Every line in the records below with the string "instance" needs to be copied out.

(Saved entries)
_ _ _

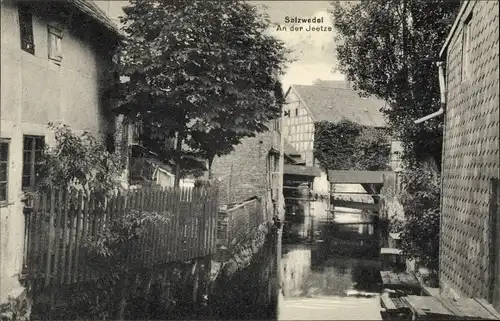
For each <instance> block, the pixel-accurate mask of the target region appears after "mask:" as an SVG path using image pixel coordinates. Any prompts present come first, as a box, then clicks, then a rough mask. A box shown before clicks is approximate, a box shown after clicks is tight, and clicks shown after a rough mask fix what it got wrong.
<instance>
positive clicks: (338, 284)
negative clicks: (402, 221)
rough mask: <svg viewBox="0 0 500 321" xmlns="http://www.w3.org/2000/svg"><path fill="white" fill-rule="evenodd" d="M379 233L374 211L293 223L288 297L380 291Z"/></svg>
mask: <svg viewBox="0 0 500 321" xmlns="http://www.w3.org/2000/svg"><path fill="white" fill-rule="evenodd" d="M377 232H378V228H377V220H376V217H374V216H371V215H360V214H348V213H347V214H343V215H337V217H336V218H335V219H334V220H325V219H323V220H321V219H314V217H309V218H308V219H307V220H299V221H295V222H289V223H288V225H287V226H286V228H285V229H284V235H283V244H284V245H283V251H282V260H281V265H282V269H283V270H282V271H283V274H282V275H283V279H282V280H283V282H282V287H283V295H284V297H285V299H286V298H294V297H295V298H296V297H319V296H356V297H363V296H372V295H375V293H380V261H379V258H378V253H379V250H380V247H379V238H378V235H377V234H378V233H377Z"/></svg>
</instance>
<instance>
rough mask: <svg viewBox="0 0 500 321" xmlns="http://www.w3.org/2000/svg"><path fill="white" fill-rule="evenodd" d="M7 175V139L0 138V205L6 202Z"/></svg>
mask: <svg viewBox="0 0 500 321" xmlns="http://www.w3.org/2000/svg"><path fill="white" fill-rule="evenodd" d="M8 177H9V141H8V140H7V139H2V140H0V205H4V204H6V203H7V200H8V199H7V197H8V193H7V191H8V183H7V182H8Z"/></svg>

_ _ _

Response:
For each <instance> block, the pixel-accurate mask of the target region appears after "mask:" as an SVG path using image pixel coordinates. Any prompts present come first, as a box, then clicks, then a rough mask. A box shown before clicks is approximate, a box shown after clicks is tight, and clicks shown after a rough mask fix what it got wrong.
<instance>
</instance>
<instance>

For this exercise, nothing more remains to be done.